Entrées d'un jeu de données de pointage:
# # # # # # #

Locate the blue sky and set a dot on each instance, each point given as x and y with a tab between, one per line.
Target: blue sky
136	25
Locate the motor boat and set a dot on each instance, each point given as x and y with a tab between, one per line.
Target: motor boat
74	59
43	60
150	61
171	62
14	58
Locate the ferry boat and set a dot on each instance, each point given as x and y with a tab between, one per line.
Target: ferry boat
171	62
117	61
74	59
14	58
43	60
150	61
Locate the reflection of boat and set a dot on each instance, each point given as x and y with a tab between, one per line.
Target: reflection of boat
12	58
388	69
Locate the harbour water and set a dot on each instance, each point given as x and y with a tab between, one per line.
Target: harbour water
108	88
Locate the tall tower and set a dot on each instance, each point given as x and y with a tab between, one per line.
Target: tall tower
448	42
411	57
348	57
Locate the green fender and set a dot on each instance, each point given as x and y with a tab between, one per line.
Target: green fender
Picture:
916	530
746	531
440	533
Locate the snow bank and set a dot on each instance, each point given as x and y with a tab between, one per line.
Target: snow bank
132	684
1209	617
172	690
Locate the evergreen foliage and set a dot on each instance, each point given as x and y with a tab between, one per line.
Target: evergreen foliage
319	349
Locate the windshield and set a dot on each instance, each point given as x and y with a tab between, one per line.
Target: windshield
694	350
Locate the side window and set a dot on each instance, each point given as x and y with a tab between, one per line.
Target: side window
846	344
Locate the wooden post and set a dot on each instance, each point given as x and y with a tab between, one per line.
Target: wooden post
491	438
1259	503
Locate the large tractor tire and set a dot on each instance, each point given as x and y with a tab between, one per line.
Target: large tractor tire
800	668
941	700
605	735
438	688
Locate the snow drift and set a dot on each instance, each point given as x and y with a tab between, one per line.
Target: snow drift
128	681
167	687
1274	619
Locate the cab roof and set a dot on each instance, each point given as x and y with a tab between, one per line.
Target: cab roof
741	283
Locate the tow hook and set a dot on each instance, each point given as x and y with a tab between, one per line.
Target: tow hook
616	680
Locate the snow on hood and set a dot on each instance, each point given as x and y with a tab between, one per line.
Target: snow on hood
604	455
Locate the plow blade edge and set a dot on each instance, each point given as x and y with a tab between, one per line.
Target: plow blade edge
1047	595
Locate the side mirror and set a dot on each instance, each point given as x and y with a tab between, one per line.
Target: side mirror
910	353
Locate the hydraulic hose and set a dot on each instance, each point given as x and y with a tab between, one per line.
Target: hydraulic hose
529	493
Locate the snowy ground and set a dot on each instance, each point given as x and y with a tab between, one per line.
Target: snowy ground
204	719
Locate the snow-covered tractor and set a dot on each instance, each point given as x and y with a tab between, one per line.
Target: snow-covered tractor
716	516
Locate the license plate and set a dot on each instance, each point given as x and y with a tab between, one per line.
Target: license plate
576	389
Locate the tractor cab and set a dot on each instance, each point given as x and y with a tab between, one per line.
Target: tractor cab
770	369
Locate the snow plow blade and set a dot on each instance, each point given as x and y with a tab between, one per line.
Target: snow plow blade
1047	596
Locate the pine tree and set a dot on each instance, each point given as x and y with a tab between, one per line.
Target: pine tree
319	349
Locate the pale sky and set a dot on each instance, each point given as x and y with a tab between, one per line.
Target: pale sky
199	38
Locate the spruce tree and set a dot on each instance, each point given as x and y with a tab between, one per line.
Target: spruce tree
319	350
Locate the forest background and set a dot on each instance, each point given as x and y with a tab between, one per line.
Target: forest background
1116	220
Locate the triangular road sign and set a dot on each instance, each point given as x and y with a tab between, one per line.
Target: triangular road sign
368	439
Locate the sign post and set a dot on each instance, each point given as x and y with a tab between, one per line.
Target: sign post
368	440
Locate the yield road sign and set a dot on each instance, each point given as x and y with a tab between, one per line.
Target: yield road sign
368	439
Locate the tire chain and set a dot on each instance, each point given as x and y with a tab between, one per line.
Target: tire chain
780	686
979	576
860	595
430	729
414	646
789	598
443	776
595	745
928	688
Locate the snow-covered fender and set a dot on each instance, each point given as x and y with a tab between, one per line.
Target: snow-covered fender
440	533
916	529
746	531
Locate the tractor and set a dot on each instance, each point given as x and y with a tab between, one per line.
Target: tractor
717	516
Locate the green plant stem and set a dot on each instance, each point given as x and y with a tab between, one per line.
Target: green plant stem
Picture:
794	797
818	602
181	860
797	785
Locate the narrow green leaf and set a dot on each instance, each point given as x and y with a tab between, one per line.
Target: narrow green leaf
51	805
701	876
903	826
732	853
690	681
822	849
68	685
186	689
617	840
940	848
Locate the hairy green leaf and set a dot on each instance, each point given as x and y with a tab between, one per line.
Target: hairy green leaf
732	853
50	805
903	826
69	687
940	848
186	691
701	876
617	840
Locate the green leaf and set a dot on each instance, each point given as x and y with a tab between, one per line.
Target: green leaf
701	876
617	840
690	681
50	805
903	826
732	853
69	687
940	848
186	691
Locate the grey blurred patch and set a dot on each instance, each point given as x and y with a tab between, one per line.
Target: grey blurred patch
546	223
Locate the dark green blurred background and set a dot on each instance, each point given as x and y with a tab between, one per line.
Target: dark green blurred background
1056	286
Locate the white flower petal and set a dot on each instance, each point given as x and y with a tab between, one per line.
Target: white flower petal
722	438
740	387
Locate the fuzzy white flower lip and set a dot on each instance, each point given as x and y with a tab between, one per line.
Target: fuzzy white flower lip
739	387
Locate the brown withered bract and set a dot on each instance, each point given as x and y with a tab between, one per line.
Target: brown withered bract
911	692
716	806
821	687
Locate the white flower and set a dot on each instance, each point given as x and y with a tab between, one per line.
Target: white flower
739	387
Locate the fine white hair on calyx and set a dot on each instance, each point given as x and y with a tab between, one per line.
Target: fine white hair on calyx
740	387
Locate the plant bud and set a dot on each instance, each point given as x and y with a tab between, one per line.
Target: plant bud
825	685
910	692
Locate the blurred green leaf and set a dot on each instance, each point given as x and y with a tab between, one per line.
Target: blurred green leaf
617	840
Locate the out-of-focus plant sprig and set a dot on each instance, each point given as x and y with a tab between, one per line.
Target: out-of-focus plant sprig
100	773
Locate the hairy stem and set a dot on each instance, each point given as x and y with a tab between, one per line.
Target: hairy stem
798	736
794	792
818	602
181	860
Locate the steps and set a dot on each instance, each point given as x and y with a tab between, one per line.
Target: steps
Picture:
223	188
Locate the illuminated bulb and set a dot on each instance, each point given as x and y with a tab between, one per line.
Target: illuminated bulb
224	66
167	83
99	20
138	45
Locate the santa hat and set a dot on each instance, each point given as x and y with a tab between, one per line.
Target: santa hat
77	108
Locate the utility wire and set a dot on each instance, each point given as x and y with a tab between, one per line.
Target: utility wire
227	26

# # # # # # #

### Énoncé du problème
Recopiez tout ce qui va de la ligne contenant « Locate the utility » jusqu'à la fin des données en remplaçant « utility wire » par « power line », sans rien modifier d'autre.

### Exercice corrigé
Locate the power line and set a dot on each instance, each point given as x and y with a tab between, one per line.
Target: power line
227	26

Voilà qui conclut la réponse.